— BEGIN Record list —

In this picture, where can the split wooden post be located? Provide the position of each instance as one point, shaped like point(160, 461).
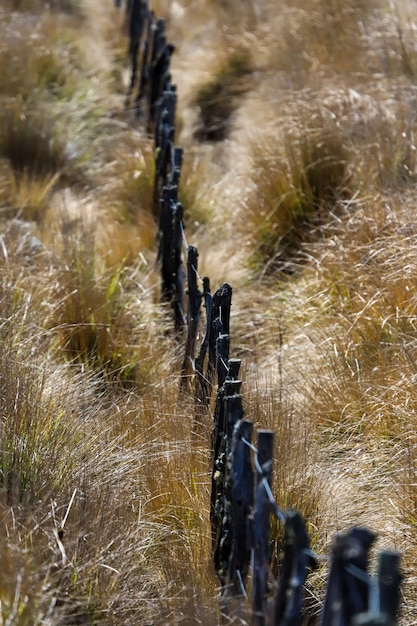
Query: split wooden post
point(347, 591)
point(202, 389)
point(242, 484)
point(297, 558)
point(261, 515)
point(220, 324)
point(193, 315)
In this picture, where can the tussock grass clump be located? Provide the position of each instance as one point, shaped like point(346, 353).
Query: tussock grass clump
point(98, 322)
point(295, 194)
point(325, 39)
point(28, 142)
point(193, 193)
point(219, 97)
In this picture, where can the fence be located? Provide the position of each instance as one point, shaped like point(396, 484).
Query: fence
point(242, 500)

— END Record list —
— BEGIN Record list —

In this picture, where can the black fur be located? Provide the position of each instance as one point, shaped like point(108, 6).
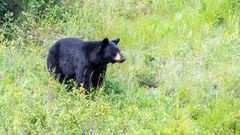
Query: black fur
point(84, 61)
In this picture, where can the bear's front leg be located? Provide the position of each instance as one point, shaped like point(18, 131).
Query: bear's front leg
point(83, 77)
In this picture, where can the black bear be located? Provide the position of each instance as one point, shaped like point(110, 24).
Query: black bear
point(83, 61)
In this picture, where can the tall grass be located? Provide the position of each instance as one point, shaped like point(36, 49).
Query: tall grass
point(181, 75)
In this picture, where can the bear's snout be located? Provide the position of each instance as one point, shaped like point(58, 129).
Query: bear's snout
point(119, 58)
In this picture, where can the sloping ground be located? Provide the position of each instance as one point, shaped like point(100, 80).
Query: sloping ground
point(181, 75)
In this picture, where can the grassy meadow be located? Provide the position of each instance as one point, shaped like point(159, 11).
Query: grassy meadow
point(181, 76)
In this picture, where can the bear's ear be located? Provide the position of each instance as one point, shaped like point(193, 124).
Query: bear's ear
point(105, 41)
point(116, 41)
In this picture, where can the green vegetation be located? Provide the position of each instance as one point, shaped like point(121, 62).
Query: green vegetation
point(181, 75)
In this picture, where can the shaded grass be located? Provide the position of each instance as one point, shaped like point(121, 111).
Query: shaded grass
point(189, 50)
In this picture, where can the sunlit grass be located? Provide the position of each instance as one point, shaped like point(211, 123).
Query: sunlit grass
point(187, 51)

— END Record list —
— BEGIN Record list —

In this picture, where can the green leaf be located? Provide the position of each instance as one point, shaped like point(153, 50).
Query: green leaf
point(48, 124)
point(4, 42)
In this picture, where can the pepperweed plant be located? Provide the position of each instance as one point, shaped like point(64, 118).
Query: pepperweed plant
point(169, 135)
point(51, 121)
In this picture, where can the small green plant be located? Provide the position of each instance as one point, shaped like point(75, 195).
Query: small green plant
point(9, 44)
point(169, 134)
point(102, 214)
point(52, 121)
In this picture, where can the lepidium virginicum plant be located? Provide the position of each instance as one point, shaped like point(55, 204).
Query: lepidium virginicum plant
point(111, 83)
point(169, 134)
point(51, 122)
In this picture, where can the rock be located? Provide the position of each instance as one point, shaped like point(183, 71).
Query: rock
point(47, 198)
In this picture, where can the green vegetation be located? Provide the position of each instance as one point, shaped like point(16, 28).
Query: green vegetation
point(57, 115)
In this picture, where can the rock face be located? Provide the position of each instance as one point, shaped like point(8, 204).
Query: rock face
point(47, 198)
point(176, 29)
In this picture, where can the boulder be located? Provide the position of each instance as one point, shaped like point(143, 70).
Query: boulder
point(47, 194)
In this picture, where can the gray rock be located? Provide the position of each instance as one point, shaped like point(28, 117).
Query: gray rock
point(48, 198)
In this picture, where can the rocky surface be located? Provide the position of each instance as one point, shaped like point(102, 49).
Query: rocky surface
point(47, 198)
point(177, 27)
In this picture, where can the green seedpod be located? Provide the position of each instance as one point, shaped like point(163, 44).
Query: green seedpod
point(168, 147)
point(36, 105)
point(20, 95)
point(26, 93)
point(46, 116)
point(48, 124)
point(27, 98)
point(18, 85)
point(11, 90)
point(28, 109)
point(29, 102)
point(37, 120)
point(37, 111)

— END Record list —

▸ Written problem
Copy the data from the line with "In this picture, where can the small" to the line with "point(57, 115)", substituting "occurrence" for each "instance" and changing nothing else.

▸ Result of the exercise
In this picture, where can the small green plant be located? Provide the position of each occurrence as one point, shaped like point(75, 195).
Query: small green plant
point(9, 44)
point(169, 134)
point(102, 214)
point(52, 121)
In this picture, where can the lepidium virginicum plant be located? Provide the position of each occurrence as one point, shaped like point(55, 204).
Query: lepidium virginicum plant
point(111, 83)
point(169, 134)
point(51, 122)
In this picture, where can the rock be located? Provide the position of each occurrence as one point, shaped like point(183, 71).
Query: rock
point(47, 198)
In this picture, where can the green vegetation be located? Provide the position of each occurrence as one point, shaped like point(16, 28).
Query: green vegetation
point(57, 115)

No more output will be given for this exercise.